+++ Entries provided +++

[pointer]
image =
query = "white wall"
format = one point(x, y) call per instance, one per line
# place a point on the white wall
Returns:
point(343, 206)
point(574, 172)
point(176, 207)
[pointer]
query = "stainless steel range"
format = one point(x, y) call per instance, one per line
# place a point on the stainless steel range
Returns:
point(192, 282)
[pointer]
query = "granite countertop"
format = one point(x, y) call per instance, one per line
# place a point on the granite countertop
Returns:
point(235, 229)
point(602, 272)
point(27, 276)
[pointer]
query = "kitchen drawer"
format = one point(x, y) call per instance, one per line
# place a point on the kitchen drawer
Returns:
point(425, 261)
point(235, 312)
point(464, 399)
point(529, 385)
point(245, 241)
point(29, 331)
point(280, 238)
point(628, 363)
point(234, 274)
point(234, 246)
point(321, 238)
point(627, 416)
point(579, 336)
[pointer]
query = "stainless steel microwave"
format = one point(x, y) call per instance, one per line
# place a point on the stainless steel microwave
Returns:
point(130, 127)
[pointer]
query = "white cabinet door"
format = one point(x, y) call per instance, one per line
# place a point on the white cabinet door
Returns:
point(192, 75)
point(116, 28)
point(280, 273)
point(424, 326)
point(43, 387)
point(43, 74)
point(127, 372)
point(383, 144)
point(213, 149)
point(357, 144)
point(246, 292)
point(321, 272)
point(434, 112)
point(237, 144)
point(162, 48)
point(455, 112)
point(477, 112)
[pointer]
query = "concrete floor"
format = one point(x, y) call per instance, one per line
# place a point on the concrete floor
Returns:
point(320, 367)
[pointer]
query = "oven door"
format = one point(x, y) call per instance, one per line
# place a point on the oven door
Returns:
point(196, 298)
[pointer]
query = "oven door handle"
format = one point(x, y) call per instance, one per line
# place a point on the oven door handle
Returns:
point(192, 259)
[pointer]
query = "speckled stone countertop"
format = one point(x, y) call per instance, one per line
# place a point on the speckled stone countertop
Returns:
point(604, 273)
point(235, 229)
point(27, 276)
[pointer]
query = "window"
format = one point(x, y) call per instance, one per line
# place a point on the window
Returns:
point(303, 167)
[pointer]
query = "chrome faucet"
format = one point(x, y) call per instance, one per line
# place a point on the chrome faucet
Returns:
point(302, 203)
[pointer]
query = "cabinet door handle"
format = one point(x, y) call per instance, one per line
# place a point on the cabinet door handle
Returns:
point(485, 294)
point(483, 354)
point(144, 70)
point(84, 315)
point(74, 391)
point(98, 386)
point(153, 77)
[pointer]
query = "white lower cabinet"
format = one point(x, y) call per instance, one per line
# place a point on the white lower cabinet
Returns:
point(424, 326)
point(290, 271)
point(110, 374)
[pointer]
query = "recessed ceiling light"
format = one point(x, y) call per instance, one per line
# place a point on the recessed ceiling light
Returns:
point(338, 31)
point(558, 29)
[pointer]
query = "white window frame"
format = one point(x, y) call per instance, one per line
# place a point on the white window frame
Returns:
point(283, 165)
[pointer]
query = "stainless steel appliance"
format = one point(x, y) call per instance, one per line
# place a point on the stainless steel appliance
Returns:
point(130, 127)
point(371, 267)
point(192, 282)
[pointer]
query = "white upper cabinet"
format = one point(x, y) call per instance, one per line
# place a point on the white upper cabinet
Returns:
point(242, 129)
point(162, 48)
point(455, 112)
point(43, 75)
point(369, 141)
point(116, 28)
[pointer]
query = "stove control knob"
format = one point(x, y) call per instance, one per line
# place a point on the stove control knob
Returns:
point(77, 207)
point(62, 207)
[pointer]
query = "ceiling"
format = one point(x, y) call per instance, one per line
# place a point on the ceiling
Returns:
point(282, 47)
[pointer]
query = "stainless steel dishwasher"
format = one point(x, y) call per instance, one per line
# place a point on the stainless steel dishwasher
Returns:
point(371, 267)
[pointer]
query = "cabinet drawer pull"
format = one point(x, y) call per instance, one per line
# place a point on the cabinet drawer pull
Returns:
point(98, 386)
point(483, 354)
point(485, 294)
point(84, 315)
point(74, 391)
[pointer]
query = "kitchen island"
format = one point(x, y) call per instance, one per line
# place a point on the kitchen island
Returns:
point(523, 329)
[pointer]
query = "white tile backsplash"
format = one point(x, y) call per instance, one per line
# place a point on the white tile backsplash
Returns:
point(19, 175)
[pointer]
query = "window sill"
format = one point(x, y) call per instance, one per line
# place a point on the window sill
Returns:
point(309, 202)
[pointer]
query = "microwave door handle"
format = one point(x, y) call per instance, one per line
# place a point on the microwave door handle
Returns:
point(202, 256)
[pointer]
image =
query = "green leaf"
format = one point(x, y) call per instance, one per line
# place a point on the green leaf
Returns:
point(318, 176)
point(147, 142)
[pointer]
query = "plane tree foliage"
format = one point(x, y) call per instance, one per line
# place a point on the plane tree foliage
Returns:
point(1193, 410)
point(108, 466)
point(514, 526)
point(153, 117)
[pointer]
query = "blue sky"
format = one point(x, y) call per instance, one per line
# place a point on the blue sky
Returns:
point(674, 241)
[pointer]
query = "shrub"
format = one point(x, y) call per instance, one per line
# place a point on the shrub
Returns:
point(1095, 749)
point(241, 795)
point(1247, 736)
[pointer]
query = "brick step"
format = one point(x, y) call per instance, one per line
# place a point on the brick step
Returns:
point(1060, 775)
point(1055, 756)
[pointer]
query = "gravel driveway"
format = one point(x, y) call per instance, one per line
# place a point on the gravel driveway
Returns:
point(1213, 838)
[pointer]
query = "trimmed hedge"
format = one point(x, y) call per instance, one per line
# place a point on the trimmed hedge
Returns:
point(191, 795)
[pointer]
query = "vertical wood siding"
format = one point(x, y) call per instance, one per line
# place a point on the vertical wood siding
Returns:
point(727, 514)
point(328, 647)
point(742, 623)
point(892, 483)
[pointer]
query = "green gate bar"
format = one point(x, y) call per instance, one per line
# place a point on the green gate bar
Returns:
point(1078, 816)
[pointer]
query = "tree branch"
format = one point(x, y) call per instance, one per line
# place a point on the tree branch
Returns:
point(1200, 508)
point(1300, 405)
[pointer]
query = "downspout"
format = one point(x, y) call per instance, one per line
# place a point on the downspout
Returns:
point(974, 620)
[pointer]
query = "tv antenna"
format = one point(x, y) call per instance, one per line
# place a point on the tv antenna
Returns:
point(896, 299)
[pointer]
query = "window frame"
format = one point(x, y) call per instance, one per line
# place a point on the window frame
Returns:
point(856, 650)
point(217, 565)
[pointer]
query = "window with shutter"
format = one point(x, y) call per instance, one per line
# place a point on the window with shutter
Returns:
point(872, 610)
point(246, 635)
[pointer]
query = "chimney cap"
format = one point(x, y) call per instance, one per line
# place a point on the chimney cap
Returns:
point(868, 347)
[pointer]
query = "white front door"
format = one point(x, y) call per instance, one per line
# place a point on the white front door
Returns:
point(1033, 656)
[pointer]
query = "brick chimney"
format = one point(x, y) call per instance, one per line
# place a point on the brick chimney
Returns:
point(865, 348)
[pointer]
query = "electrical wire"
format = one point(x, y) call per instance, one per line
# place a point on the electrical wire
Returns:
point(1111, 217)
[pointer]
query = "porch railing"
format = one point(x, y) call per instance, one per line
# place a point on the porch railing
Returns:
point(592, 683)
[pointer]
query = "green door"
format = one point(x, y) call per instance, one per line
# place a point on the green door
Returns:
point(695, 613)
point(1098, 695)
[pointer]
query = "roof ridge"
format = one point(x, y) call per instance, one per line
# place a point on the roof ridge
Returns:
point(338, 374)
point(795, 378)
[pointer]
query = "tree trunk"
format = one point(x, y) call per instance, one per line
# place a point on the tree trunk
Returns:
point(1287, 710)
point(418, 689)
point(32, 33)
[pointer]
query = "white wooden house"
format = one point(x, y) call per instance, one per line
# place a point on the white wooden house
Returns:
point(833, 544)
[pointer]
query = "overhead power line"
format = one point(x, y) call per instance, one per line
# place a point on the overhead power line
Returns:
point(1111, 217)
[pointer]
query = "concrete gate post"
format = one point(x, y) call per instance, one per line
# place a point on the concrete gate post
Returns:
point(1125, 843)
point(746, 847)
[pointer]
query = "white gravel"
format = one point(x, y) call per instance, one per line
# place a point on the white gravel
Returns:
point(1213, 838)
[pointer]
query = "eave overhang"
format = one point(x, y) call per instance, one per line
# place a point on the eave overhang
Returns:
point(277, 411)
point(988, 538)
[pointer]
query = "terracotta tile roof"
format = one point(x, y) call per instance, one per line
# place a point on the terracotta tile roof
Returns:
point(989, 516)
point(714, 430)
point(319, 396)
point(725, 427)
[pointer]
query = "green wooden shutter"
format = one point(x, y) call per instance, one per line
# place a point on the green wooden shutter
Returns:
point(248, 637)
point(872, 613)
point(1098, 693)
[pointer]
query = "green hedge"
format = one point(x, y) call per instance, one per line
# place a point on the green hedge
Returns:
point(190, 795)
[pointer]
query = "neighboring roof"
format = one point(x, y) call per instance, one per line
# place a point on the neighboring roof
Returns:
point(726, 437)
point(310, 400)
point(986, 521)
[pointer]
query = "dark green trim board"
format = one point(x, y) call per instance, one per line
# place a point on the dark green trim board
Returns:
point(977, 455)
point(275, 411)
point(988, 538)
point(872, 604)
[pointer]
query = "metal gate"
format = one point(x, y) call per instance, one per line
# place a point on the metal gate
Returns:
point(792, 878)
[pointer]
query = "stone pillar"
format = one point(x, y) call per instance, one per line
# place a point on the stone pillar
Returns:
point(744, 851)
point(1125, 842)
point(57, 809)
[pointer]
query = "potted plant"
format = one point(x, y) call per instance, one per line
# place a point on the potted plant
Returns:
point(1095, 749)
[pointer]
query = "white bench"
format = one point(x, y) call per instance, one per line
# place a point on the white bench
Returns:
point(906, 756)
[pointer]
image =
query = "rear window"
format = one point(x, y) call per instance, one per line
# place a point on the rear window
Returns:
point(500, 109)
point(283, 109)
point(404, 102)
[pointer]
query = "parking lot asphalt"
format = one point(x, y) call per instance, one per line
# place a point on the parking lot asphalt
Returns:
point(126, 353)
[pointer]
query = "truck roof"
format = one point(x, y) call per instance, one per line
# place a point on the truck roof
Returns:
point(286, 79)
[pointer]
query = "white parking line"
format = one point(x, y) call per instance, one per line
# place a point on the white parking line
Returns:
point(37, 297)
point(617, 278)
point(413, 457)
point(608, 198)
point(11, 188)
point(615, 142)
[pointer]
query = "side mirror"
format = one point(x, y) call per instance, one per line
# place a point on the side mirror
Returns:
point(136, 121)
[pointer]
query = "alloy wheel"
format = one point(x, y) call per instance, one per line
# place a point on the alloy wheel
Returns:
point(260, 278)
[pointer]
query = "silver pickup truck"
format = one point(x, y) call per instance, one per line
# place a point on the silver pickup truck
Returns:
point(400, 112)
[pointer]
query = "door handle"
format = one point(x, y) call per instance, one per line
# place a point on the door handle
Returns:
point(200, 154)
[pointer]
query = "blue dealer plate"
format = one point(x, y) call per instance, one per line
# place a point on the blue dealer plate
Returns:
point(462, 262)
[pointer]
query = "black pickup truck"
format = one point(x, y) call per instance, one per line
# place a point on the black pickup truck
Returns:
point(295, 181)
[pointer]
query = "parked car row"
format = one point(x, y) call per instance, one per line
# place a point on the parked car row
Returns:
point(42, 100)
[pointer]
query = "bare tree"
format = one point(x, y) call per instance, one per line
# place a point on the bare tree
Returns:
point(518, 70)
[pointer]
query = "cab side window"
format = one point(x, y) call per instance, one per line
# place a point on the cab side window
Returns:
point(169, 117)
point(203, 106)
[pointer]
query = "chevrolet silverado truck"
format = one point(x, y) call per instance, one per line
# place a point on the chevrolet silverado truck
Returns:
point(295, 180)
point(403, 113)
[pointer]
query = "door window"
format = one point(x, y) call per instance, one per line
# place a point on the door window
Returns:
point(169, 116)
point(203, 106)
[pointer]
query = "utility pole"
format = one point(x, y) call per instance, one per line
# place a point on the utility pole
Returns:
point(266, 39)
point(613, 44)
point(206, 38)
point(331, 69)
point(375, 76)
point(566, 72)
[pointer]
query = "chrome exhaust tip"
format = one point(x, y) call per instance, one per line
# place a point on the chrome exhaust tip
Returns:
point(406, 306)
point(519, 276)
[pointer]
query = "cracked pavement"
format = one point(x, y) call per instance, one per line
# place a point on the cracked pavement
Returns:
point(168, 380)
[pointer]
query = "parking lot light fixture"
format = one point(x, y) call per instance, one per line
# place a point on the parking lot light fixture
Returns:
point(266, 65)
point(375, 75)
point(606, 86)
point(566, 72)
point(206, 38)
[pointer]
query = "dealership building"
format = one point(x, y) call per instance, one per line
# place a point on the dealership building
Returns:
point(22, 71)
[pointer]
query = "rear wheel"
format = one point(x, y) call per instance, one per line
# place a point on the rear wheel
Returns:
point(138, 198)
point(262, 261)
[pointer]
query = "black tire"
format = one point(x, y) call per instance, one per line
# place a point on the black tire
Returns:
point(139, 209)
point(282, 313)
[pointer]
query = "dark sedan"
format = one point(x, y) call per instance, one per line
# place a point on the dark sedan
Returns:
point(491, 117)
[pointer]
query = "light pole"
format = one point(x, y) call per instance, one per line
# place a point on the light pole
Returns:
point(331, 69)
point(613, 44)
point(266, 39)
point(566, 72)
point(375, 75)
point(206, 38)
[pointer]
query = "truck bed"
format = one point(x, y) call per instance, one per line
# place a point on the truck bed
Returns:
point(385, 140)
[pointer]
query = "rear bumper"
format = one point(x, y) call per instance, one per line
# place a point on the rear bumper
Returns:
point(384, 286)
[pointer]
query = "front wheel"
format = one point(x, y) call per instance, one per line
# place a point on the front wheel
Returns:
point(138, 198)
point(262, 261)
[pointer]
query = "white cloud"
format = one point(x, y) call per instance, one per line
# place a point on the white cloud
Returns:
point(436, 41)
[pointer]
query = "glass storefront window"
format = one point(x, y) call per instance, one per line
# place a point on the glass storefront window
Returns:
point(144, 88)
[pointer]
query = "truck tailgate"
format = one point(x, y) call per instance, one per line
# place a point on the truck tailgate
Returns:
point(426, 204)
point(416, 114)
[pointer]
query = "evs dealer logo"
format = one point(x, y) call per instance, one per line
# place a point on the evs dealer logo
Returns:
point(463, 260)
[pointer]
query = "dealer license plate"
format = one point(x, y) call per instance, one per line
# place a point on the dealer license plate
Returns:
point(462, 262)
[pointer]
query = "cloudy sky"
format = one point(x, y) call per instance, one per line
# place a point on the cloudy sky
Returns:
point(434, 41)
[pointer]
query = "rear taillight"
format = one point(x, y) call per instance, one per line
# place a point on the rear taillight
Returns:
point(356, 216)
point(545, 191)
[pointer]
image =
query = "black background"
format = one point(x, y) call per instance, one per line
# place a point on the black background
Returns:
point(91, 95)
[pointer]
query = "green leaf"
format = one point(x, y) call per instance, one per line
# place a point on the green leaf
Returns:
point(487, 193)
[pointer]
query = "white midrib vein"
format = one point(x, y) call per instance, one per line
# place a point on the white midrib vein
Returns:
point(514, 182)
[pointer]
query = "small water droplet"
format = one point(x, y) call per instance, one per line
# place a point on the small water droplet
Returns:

+++

_Aim of the task_.
Count the lines in the entries above that contain the string "upper", matching case exactly, and give only the number.

_Result for this task_.
2